- **Dataset records**:
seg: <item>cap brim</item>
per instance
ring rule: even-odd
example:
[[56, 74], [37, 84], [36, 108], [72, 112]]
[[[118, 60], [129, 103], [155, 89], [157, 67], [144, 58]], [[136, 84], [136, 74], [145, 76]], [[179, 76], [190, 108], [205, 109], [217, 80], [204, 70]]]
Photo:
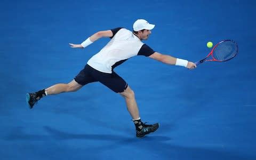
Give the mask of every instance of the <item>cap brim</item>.
[[155, 25], [148, 24], [145, 27], [145, 29], [151, 30], [155, 27]]

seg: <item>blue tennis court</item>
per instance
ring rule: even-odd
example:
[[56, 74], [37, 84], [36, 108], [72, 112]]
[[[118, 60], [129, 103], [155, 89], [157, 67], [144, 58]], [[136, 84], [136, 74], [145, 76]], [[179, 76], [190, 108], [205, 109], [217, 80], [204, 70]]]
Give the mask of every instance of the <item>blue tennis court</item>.
[[[254, 1], [6, 1], [0, 2], [1, 159], [255, 159]], [[135, 92], [140, 116], [158, 130], [142, 139], [123, 97], [99, 83], [47, 96], [109, 41], [70, 47], [95, 32], [155, 24], [156, 51], [193, 62], [225, 39], [238, 54], [189, 70], [143, 56], [115, 69]]]

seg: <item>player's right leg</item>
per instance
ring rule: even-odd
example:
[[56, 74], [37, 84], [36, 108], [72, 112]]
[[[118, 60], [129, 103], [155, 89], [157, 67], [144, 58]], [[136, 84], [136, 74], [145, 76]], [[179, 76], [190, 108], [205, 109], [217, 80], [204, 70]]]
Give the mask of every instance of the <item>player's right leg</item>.
[[32, 109], [35, 103], [45, 95], [59, 94], [63, 92], [75, 92], [82, 87], [83, 85], [78, 84], [74, 79], [67, 84], [57, 84], [46, 89], [43, 89], [34, 93], [27, 93], [26, 95], [27, 103], [29, 108]]

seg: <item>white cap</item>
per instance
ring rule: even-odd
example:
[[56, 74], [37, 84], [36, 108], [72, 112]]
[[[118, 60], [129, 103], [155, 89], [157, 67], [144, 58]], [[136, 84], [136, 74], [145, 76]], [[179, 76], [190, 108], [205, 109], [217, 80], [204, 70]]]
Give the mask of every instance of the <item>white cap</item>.
[[149, 24], [145, 19], [138, 19], [133, 23], [133, 30], [138, 31], [142, 29], [151, 30], [155, 27], [155, 25]]

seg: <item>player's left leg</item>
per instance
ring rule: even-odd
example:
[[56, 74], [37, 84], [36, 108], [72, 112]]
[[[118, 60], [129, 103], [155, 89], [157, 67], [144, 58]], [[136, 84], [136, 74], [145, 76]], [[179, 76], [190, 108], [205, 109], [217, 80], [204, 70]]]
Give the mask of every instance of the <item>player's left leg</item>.
[[62, 92], [75, 92], [82, 87], [83, 85], [78, 84], [74, 79], [67, 84], [57, 84], [46, 89], [43, 89], [35, 93], [27, 93], [26, 95], [27, 102], [30, 109], [32, 109], [35, 103], [47, 95], [59, 94]]

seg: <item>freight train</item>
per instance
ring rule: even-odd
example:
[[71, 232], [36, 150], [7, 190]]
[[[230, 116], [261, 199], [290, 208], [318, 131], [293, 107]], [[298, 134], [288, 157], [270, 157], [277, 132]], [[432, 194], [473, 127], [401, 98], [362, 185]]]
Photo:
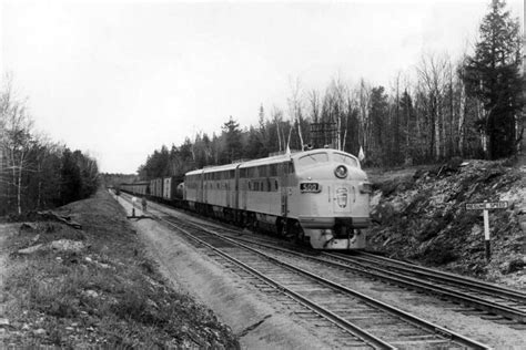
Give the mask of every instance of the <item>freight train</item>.
[[307, 241], [315, 249], [363, 249], [372, 185], [358, 159], [320, 148], [205, 167], [121, 189], [205, 216]]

- **Task requirements**: Reproduce the material above from its first line through the line containing "30], [155, 27]]", both included, with the requests kept unchanged and every polygon point coordinate in the answers increased by 29. Leave the pictures out.

- **Written answer**:
seg: <item>cap brim</item>
per instance
ring rule: even-odd
example:
[[56, 74], [37, 84], [36, 108], [72, 112]]
[[[118, 60], [129, 103], [155, 89], [157, 67], [144, 58]], [[136, 84], [136, 74], [145, 76]], [[179, 76], [190, 108], [205, 109], [217, 80], [204, 70]]]
Photo:
Give the mask of every instance of the <item>cap brim</item>.
[[184, 54], [177, 53], [174, 56], [174, 58], [180, 59], [184, 56]]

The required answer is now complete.